### What you will do:
Any pictures in the records below should be skipped; write out everything else exactly.

[Coordinate annotation records]
--- START ---

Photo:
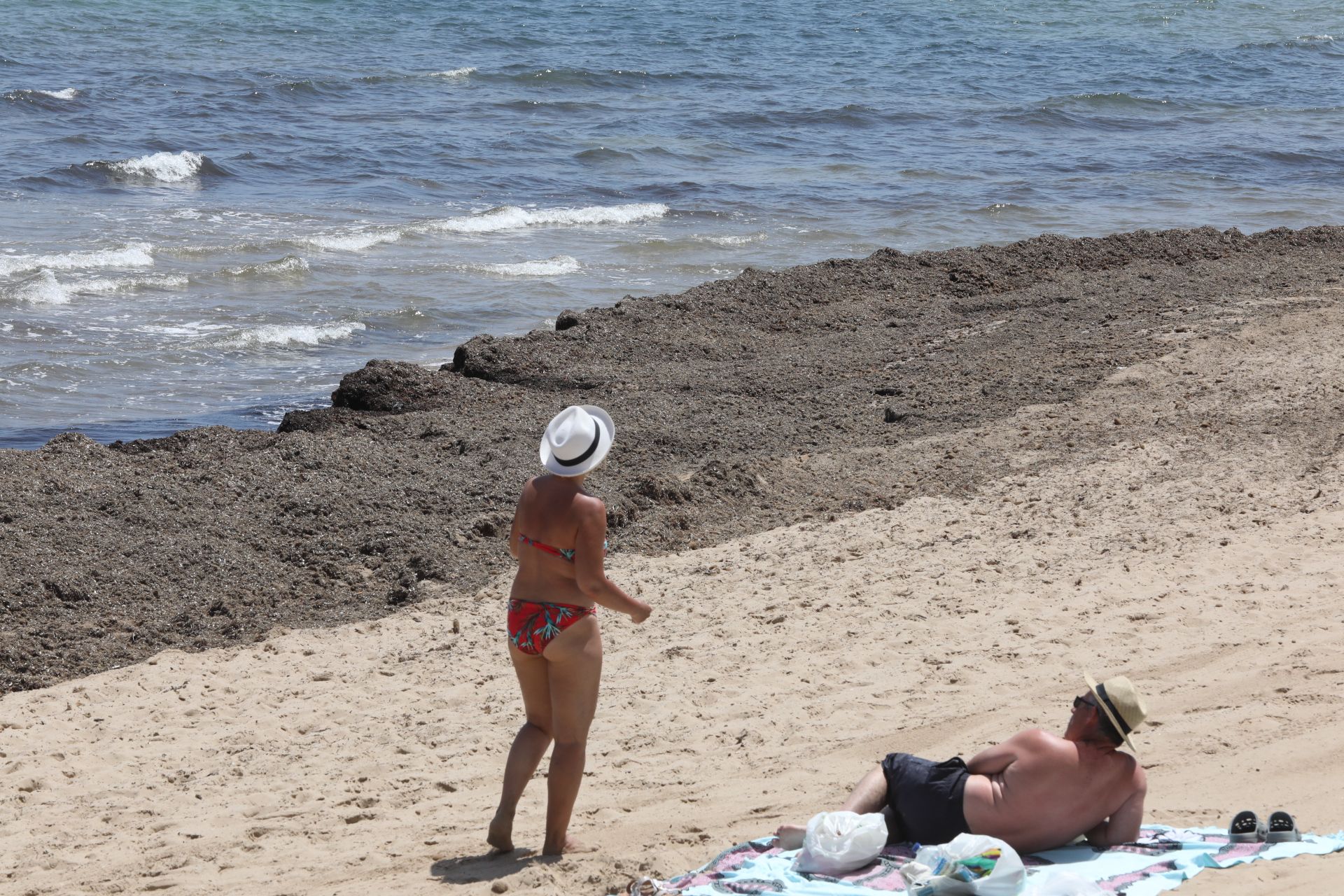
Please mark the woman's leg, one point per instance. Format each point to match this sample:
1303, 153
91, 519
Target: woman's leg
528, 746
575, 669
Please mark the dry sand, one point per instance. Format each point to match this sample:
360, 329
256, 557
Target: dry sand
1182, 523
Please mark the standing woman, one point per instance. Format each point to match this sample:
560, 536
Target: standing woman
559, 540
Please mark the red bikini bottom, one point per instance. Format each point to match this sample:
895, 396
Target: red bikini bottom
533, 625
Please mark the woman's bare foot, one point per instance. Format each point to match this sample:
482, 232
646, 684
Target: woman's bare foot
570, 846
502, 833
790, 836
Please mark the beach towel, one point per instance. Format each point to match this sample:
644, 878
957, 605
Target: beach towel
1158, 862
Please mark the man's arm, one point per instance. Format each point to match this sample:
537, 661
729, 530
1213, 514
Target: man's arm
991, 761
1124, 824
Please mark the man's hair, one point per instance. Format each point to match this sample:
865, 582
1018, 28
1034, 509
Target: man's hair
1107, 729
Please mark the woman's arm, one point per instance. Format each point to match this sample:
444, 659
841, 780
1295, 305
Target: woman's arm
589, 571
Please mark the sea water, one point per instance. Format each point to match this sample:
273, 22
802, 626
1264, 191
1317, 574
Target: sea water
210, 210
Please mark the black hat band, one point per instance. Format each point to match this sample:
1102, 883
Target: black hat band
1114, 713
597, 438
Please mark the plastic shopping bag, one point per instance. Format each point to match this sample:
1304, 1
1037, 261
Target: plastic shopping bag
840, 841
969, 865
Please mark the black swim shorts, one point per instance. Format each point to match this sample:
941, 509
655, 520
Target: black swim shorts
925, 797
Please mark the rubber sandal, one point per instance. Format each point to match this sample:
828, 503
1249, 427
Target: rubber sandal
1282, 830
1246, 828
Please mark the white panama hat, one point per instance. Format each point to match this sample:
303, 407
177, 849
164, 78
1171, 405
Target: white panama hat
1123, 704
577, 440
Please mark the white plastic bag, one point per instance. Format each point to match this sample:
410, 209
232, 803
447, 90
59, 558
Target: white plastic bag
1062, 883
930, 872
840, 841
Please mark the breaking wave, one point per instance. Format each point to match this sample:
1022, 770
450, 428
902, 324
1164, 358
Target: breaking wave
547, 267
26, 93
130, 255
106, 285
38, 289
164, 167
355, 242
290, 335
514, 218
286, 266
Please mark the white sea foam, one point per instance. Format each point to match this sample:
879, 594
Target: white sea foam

--- END ---

### Solution for this task:
Photo:
Please mark the woman's leg, one point per instance. Format each point to match this sample:
1303, 153
91, 519
Target: woman's leg
528, 746
575, 669
Please mark the dry sand, one point per instance. Format each point to match this sample:
360, 329
256, 557
Target: dry sand
1182, 523
Please mark the standing woman, one point per instance. Format each point to match this sample:
560, 536
Target: standing woman
559, 540
Please mark the red bikini bottom, one point per instance. Format each point to match this sample:
895, 396
Target: red bikini bottom
533, 625
Please mark the woman's bare foot, one point per instance. Format each point to match this sample:
482, 232
646, 684
Target: woman's bare foot
570, 846
502, 833
790, 836
Please mark the beach towel, one point per instance. Format each point to match this sample:
644, 878
957, 605
Target: beach towel
1158, 862
Please mark the man's arm, one point per instance. Format each point to match this sample:
537, 661
729, 530
1213, 514
Target: man's arm
991, 761
1124, 824
Please mark the man's hair, one point per instance. Format each point to match this sample:
865, 582
1018, 28
1034, 509
Target: man's hair
1107, 729
Please mark the woman's arm, one point per instance. Format each point to match this sample:
444, 659
841, 780
1295, 305
Target: woman's arm
589, 571
Please mark the sea water, one point per instance. Format each point to match this sample:
273, 22
802, 626
1264, 191
1317, 574
Target: sea water
210, 210
Please mark the black hat band, one point per instance. Format each point to match this sample:
1102, 883
Target: black hat band
1114, 713
597, 438
Please mark the plastic shopping bag, one point per instance. Format each point to match this sample:
1304, 1
1037, 261
Target: plastic shopping bag
840, 841
969, 865
Please mark the black swim shorts, one point per instance. Format each point to match this sample:
941, 509
655, 520
Target: black swim shorts
925, 797
Please mark the rubber sandal, one point per instance. Format each point to match this sample:
828, 503
1249, 427
Target: rubber sandal
1282, 830
1246, 828
Please mark the white panama hat, one point per instance. Format each point to match this sample:
303, 407
177, 849
164, 78
1171, 405
Target: white panama hat
1123, 704
577, 440
Please mark the white plastic bag, one point per instance. Format each point to match this sample:
410, 209
232, 803
447, 90
59, 558
Target: white plastic bag
1062, 883
930, 872
840, 841
Please mark the breaking wave, one point per instance. Format each point to match this sample:
1022, 770
450, 428
902, 324
1164, 358
Target: breaking wave
547, 267
26, 93
130, 255
106, 285
38, 289
164, 167
355, 242
290, 335
514, 218
286, 266
Please mark the white sea foam, one point per instance. Format each point to match this sample:
879, 594
Target: white sea foam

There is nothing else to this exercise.